--- EXERCISE OBJECTIVE ---
Your answer must be an exact transcription of the lines from the line with "List the outline of every instance of the bare" through the final line of the data.
((
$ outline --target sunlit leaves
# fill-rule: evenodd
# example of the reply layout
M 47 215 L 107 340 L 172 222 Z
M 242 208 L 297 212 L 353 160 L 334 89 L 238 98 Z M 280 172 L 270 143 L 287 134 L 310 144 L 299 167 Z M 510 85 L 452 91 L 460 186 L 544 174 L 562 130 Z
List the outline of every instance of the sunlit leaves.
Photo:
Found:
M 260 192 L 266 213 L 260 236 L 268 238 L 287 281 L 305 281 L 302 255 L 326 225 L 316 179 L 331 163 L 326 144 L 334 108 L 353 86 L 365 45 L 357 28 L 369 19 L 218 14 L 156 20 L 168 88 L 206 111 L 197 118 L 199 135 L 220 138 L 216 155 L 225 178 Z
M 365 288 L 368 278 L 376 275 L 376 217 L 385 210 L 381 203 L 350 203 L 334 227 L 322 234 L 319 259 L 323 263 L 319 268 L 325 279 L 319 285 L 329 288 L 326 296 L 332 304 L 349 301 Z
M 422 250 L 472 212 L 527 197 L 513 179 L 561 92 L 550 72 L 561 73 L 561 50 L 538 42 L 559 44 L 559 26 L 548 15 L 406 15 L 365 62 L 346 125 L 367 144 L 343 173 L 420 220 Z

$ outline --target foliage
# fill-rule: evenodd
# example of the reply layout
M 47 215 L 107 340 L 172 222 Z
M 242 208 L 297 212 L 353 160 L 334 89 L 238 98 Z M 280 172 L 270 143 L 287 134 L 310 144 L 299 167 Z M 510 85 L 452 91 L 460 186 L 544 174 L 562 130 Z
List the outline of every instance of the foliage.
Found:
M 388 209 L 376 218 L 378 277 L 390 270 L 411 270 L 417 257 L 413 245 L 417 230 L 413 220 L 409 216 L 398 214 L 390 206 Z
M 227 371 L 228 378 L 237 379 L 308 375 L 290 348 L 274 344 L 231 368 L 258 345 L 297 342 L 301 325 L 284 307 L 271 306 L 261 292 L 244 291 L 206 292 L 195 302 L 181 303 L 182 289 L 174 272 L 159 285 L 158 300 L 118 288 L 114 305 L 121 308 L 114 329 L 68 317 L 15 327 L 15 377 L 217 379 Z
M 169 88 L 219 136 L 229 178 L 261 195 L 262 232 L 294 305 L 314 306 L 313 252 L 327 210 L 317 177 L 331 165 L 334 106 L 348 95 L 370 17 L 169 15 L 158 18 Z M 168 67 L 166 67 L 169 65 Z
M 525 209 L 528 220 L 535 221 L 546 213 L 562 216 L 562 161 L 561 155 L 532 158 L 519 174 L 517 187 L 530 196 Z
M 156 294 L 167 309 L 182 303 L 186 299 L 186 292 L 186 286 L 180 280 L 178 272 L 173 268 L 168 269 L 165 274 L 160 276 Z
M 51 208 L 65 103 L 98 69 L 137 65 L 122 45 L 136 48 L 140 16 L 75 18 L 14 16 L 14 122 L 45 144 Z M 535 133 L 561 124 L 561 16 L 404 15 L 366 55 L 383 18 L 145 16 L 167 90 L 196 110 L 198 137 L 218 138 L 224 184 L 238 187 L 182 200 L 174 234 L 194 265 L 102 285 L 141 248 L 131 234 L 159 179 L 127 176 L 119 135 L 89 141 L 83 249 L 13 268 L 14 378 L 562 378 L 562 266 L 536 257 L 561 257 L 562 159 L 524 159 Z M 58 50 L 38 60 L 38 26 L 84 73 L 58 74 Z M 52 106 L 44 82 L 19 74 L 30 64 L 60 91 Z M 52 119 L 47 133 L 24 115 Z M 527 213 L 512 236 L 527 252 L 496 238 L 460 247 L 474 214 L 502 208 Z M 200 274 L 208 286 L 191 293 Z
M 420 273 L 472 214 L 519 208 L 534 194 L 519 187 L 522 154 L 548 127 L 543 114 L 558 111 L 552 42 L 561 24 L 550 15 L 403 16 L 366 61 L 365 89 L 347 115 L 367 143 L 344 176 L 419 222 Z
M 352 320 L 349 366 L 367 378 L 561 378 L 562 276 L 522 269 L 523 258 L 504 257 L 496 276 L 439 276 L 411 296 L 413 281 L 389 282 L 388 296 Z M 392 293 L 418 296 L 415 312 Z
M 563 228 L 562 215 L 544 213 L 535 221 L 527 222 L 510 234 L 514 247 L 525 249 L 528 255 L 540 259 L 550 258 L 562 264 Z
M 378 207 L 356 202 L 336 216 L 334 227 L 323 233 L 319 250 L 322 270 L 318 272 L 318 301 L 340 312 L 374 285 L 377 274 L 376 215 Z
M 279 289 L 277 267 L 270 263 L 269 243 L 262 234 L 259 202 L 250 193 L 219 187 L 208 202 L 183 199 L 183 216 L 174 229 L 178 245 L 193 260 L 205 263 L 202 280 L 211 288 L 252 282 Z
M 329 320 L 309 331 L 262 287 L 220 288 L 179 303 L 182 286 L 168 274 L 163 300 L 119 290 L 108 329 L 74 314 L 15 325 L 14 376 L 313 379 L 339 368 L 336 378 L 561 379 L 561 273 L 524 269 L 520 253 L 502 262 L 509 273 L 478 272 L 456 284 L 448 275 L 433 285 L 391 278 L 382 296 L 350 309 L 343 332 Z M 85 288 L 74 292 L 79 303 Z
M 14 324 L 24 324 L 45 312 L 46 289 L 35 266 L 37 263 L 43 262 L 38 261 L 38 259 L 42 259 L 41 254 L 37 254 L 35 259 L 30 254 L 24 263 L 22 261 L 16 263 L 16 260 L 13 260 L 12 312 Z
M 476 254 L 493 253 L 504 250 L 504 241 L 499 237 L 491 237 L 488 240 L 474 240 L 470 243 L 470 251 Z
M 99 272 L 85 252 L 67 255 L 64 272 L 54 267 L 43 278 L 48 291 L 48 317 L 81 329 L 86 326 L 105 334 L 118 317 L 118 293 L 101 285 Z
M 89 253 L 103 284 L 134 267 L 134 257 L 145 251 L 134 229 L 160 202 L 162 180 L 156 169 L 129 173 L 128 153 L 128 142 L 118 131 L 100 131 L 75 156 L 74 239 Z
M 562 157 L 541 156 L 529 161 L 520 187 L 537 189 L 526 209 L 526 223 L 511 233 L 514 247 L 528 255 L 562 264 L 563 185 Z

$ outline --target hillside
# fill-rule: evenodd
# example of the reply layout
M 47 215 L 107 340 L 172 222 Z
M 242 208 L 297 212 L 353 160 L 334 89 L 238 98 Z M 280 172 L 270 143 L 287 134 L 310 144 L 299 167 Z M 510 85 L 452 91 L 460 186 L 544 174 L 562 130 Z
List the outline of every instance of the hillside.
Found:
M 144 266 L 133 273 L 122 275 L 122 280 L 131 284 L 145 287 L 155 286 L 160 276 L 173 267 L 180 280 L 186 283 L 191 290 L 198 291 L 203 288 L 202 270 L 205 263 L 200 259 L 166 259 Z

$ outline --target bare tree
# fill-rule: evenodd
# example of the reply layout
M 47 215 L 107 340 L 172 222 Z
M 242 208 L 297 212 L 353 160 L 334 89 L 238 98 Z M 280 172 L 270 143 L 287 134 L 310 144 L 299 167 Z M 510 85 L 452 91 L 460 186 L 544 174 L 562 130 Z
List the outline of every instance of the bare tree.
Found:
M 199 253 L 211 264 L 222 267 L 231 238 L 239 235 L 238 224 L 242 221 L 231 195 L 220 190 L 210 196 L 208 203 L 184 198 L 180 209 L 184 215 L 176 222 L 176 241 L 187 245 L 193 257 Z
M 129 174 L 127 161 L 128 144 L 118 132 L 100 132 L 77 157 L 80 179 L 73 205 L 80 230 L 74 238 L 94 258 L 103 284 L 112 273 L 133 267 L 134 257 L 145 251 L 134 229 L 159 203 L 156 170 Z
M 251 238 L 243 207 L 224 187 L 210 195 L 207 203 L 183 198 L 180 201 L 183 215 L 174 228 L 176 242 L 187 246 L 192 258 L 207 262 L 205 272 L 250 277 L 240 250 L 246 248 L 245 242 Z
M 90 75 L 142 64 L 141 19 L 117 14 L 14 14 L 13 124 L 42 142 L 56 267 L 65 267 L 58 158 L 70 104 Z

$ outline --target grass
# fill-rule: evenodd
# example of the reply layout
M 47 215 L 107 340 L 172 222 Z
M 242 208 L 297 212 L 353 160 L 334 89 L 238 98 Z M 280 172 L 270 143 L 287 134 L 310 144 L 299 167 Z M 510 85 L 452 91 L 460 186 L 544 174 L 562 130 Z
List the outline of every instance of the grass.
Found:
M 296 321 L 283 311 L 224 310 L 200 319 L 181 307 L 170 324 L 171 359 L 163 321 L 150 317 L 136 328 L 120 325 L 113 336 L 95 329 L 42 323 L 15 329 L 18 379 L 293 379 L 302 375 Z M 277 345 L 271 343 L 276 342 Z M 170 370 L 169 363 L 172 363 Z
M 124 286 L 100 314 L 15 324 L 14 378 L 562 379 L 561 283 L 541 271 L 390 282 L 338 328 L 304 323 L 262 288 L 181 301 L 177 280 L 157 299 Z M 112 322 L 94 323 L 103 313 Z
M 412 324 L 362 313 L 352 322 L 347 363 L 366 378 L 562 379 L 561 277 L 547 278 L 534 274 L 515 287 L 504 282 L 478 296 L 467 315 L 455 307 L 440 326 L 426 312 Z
))
--- RESPONSE ---
List the outline of every instance of the bare tree.
Found:
M 199 253 L 211 264 L 222 267 L 231 238 L 239 235 L 238 224 L 242 221 L 231 195 L 220 190 L 210 196 L 208 203 L 184 198 L 180 209 L 184 215 L 176 222 L 176 241 L 187 245 L 193 257 Z
M 129 174 L 127 161 L 128 144 L 118 132 L 100 132 L 77 157 L 80 179 L 73 205 L 80 230 L 74 238 L 94 258 L 103 284 L 112 273 L 133 267 L 134 257 L 145 251 L 134 229 L 159 203 L 156 170 Z
M 251 238 L 243 207 L 224 187 L 210 195 L 207 203 L 183 198 L 180 201 L 183 215 L 174 228 L 176 242 L 187 246 L 192 258 L 207 262 L 205 272 L 250 277 L 240 250 L 246 248 L 245 242 Z
M 90 75 L 142 64 L 141 19 L 117 14 L 14 14 L 13 124 L 42 142 L 56 267 L 65 267 L 58 158 L 70 104 Z

$ outline --target grass
# fill-rule: evenodd
# example of the reply layout
M 47 215 L 107 340 L 172 222 Z
M 242 208 L 297 212 L 353 160 L 334 89 L 238 98 Z M 280 172 L 270 143 L 287 134 L 310 144 L 299 167 Z M 510 85 L 452 91 L 460 186 L 544 174 L 562 130 Z
List the outline of every instance of the grass.
Found:
M 296 321 L 283 311 L 224 310 L 200 319 L 181 307 L 170 324 L 171 359 L 163 321 L 150 317 L 136 328 L 120 325 L 113 336 L 95 329 L 42 323 L 15 329 L 18 379 L 293 379 L 302 375 Z M 277 345 L 271 343 L 276 342 Z M 170 370 L 169 363 L 172 363 Z
M 124 286 L 100 314 L 15 324 L 14 378 L 562 379 L 561 283 L 541 271 L 390 282 L 338 328 L 304 323 L 262 288 L 181 301 L 177 280 L 157 299 Z M 112 322 L 94 323 L 103 313 Z
M 412 324 L 362 313 L 352 322 L 347 363 L 366 378 L 562 379 L 561 277 L 547 278 L 534 274 L 515 287 L 504 282 L 478 296 L 467 315 L 455 307 L 440 326 L 426 312 Z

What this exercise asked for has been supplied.